GOAL OF THE EXERCISE: Quote the passage about Shamrock Rovers word for word, starting at "But they’ve regularly" and ending at "a handy run.".

-- begin SUPPLIED PASSAGE --

Think of it like this. Between the three leagues currently ongoing across Europe, there are 108 clubs competing. Only nine of those clubs are unbeaten after the first five games. Those are Liverpool in the Champions League, Lazio, Athletic Bilbao, Anderlecht, Manchester United and Galatasaray in the Europa League and Chelsea, Vitoria de Guimaraes and Shamrock Rovers in the Conference League.
Ignore all the sexy names on that list for a second and instead take a look at the club you haven’t really heard of. Vitoria de Guimaraes currently lie sixth in the Portuguese Primeira Liga, have never won the league and in their 102-year history, only have a single Portuguese Cup to their name in terms of trophies.
But they’ve regularly been able to pay over €1m for players and their record signing came to the club for €4.25m. For comparison’s sake, Shamrock Rovers’ record signing is the €35,000 they paid Bohemians for Andy Lyons a few years back. To even be competing on Vitoria’s level ought to be out of reach, given the resources an Irish club are able to call on.
This is no fluke, either. With 36 teams in the league, there’s bound to be a bit of ‘luck of the draw’ involved. But Rovers lie sixth despite having played two other teams in the top 10, Rapid Wien and Apoel FC.
They finish next week at Stamford Bridge, the one place every team in the competition didn’t want to have to see out the league phase. Even allowing for games against Larne and Welsh side the New Saints, nobody can say Rovers have had a handy run.
Bradley brings his side to Chelsea next Thursday with a relatively free hit – even if they managed to eke out a draw, there’s only an outside chance of them going straight to the last eight in March. They’re on 11 points and nine teams are bunched behind them on either nine or 10. The most likely scenario – and indeed the worst off they can be after the Chelsea game – is to be seeded in the round of 16 in February. Whatever happens, that’s an astonishing achievement.

-- end SUPPLIED PASSAGE --
-- begin PROVIDED DATA --

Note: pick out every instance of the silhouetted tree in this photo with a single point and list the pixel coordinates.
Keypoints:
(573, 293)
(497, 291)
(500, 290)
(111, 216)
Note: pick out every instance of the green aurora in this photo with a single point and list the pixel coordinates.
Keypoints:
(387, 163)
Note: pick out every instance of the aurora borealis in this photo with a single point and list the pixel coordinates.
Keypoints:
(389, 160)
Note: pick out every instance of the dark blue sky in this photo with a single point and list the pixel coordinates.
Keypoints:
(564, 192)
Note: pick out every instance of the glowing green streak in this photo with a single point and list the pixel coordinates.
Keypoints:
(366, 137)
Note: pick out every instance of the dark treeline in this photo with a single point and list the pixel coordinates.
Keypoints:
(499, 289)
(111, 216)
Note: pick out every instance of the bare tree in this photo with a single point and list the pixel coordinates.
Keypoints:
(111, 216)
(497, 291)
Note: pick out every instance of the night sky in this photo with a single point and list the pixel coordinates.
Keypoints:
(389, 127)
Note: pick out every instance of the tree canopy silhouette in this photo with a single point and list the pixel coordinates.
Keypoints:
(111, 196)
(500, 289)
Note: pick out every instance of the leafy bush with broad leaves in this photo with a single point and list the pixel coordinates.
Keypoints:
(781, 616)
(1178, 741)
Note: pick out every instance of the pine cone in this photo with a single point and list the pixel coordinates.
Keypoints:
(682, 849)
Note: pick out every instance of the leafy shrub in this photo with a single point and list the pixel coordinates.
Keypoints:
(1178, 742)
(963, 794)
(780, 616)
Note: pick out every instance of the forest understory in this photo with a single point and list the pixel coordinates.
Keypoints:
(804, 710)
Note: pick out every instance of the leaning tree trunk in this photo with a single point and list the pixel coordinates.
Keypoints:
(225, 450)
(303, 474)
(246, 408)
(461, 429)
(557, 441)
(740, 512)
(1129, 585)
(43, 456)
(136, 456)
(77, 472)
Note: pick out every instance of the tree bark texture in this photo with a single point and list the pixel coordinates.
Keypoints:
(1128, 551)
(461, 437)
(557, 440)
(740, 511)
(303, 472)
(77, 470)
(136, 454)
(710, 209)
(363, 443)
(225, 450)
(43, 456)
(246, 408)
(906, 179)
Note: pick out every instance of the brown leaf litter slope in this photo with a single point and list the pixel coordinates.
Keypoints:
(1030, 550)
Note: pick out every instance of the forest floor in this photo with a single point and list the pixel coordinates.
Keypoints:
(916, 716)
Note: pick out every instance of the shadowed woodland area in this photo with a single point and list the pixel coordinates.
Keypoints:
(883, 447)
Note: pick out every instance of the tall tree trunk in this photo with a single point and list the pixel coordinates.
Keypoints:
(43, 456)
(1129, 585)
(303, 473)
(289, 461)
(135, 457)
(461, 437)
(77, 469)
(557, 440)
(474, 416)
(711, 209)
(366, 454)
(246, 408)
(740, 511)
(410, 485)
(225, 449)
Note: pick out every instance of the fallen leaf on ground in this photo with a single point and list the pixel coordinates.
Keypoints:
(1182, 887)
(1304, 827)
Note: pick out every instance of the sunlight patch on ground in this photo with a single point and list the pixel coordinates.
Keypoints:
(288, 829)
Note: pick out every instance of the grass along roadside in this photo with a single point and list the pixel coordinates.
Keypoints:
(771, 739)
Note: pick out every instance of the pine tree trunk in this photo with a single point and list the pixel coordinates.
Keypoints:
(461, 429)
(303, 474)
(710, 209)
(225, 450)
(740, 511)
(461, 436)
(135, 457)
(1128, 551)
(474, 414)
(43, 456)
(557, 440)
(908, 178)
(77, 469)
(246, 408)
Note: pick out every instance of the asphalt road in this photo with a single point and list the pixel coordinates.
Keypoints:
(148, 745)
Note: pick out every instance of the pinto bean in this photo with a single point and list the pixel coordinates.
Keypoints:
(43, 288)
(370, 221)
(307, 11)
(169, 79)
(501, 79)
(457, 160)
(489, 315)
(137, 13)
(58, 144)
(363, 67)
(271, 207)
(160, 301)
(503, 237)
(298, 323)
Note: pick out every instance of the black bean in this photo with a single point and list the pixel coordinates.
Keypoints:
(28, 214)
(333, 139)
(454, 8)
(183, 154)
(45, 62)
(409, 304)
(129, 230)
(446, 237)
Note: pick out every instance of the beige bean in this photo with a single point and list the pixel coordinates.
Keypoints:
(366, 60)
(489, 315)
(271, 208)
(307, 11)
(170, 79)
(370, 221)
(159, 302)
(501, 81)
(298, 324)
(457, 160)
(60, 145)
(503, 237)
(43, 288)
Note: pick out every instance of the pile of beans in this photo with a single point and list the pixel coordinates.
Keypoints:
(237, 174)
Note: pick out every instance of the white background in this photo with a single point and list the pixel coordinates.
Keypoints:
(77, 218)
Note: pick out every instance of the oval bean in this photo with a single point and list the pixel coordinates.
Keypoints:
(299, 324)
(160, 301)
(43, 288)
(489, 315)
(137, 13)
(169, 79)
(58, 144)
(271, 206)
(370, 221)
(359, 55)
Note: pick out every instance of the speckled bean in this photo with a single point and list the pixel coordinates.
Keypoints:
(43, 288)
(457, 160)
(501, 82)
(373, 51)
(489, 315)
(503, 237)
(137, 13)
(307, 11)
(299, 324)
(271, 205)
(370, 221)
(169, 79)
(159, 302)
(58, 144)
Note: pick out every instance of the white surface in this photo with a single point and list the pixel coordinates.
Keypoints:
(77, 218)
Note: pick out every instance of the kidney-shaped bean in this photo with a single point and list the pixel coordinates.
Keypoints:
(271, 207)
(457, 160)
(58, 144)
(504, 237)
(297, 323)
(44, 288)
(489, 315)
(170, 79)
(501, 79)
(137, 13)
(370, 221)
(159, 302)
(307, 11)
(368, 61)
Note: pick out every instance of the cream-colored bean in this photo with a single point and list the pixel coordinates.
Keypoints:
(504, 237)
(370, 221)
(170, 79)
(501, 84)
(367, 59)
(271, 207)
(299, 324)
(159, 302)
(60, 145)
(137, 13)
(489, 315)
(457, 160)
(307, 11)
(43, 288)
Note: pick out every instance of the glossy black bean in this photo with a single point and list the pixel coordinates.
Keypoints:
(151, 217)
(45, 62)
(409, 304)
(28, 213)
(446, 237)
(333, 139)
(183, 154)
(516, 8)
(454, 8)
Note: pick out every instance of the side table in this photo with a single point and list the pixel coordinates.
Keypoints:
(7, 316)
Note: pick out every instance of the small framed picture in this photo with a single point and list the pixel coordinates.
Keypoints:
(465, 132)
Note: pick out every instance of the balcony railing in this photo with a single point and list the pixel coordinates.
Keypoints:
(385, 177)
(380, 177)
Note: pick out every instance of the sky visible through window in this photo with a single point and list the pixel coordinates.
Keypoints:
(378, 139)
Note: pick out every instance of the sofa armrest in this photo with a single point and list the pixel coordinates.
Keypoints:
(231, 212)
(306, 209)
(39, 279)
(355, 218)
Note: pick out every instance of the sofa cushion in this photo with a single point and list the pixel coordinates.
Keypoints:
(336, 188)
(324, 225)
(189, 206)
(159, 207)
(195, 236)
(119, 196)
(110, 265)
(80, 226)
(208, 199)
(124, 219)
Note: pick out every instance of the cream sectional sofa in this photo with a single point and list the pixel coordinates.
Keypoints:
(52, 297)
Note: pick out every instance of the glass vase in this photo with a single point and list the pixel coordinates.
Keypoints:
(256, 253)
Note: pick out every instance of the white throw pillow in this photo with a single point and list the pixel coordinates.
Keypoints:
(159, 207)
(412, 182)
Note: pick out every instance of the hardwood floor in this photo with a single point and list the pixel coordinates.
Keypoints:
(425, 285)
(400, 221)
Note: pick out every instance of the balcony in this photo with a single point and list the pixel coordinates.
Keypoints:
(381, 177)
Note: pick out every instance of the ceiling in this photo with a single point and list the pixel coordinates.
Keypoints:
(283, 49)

-- end PROVIDED DATA --

EXERCISE RESULT:
But they’ve regularly been able to pay over €1m for players and their record signing came to the club for €4.25m. For comparison’s sake, Shamrock Rovers’ record signing is the €35,000 they paid Bohemians for Andy Lyons a few years back. To even be competing on Vitoria’s level ought to be out of reach, given the resources an Irish club are able to call on.
This is no fluke, either. With 36 teams in the league, there’s bound to be a bit of ‘luck of the draw’ involved. But Rovers lie sixth despite having played two other teams in the top 10, Rapid Wien and Apoel FC.
They finish next week at Stamford Bridge, the one place every team in the competition didn’t want to have to see out the league phase. Even allowing for games against Larne and Welsh side the New Saints, nobody can say Rovers have had a handy run.